§ **Direction**: Please scale these entries by rewriting every line between the line holding "det: stacked brick row" and the end of the entries, inclusive, with the requests kept as they are and every bounding-box coordinate in the answers multiplied by 2.5 and rounded to a whole number, halves up. Give only those lines.

§ **Data**:
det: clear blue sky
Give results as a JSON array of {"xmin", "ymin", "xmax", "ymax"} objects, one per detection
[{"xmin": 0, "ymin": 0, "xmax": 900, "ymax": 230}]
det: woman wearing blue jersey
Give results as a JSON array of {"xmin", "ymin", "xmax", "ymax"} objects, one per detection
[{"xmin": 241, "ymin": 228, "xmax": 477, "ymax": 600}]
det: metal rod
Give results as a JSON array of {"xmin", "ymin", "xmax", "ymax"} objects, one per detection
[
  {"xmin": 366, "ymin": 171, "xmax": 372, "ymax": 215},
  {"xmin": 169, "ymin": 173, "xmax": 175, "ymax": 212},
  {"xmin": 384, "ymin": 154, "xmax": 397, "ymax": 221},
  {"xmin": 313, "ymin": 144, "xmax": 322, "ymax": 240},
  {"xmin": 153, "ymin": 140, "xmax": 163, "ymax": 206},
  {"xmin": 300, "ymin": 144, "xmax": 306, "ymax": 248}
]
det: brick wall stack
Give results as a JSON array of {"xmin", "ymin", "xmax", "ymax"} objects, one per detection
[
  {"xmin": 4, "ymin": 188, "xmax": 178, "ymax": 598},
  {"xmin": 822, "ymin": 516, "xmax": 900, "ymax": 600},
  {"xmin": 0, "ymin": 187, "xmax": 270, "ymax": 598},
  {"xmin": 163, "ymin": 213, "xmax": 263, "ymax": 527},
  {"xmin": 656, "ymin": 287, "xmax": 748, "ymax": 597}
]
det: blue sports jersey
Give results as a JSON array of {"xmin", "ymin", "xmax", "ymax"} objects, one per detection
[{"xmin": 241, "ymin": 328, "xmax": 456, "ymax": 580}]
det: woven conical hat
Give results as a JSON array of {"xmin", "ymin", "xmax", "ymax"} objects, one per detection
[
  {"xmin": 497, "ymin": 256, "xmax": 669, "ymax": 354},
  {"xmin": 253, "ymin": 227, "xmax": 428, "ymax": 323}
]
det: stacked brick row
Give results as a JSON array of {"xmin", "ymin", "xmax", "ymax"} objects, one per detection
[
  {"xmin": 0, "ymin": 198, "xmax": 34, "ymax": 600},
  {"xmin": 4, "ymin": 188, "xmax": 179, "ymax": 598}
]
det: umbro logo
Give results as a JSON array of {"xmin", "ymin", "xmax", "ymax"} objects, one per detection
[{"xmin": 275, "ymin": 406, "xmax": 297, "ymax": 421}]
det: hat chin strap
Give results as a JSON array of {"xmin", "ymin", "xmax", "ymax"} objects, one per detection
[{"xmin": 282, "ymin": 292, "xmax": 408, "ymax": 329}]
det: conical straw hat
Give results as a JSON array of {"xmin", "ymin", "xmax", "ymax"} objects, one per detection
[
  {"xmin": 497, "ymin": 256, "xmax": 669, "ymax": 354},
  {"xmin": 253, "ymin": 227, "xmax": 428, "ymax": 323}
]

§ **Exercise result**:
det: stacked brick row
Give results as a JSON array of {"xmin", "ymin", "xmax", "ymax"} objects, one per detection
[
  {"xmin": 0, "ymin": 495, "xmax": 85, "ymax": 1500},
  {"xmin": 10, "ymin": 470, "xmax": 448, "ymax": 1495}
]
det: umbro logo
Give results as a JSON array of {"xmin", "ymin", "xmax", "ymax"} objects, one per detection
[{"xmin": 688, "ymin": 1015, "xmax": 743, "ymax": 1053}]
det: hat chin strap
Give results as a JSON array of {"xmin", "ymin", "xmax", "ymax"} objects, one per detection
[{"xmin": 705, "ymin": 730, "xmax": 1020, "ymax": 823}]
det: conical straw hat
Give results as a JSON array of {"xmin", "ymin", "xmax", "ymax"} objects, one per detection
[
  {"xmin": 1243, "ymin": 640, "xmax": 1673, "ymax": 885},
  {"xmin": 633, "ymin": 568, "xmax": 1070, "ymax": 808}
]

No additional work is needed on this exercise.